(Labeled region listing)
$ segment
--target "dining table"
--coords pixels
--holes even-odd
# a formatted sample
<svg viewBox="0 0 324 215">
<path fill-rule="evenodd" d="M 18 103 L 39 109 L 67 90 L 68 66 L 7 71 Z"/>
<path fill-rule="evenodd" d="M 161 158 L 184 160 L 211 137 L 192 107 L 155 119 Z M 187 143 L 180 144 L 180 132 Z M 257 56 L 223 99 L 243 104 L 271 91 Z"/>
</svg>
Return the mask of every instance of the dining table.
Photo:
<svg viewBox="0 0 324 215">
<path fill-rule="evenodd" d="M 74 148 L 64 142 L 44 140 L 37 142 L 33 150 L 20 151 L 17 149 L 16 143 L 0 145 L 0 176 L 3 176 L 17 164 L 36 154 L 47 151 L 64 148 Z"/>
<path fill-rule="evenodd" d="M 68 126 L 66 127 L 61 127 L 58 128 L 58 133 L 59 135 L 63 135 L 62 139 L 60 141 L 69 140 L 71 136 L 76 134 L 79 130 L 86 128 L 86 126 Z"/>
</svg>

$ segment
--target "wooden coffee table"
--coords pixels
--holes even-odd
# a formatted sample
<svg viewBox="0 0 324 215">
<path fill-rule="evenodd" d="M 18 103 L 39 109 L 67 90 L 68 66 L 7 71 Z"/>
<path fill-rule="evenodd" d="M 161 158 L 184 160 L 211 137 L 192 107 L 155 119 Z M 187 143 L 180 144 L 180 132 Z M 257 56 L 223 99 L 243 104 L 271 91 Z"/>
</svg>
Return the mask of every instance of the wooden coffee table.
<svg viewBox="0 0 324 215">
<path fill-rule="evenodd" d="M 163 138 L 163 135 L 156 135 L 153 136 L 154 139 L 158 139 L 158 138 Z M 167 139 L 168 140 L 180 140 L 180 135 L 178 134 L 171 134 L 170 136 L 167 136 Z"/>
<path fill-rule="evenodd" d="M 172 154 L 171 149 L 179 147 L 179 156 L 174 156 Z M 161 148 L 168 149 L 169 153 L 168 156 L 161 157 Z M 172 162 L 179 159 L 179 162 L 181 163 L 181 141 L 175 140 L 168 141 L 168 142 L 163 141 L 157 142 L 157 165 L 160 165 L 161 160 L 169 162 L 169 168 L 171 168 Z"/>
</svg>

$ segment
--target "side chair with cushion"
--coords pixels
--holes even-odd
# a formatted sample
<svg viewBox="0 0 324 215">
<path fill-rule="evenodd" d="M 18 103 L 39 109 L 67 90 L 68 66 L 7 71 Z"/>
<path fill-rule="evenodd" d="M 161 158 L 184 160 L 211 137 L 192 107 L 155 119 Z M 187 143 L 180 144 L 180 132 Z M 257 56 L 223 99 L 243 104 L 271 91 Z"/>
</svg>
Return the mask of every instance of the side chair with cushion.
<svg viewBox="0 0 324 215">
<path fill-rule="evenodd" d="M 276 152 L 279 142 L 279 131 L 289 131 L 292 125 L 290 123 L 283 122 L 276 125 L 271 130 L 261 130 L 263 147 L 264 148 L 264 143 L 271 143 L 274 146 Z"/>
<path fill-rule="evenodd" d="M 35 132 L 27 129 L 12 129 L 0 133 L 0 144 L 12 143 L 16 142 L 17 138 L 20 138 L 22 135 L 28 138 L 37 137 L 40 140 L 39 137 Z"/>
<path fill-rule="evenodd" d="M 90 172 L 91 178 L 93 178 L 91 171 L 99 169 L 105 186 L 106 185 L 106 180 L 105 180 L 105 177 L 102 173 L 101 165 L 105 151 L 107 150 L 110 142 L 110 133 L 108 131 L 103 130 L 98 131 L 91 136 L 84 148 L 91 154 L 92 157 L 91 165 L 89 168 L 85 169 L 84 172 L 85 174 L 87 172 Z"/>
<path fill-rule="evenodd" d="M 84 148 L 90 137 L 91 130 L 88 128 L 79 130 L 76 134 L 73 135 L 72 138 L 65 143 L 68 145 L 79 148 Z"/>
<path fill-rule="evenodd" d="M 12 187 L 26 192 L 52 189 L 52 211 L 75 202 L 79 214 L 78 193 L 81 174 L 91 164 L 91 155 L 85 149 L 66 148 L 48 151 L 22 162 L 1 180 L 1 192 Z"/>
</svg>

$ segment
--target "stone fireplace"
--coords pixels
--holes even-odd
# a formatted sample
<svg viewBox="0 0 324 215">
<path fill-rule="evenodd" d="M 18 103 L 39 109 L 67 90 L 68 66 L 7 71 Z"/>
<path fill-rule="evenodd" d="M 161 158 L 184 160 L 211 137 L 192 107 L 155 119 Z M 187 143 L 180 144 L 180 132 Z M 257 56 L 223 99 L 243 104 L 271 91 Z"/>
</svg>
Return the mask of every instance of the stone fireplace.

**Task instructions:** Pull out every line of the listing above that contains the string "coffee", matching its case exactly.

**Solution for this task:**
--target "wooden coffee table"
Return the mask of every instance of the wooden coffee table.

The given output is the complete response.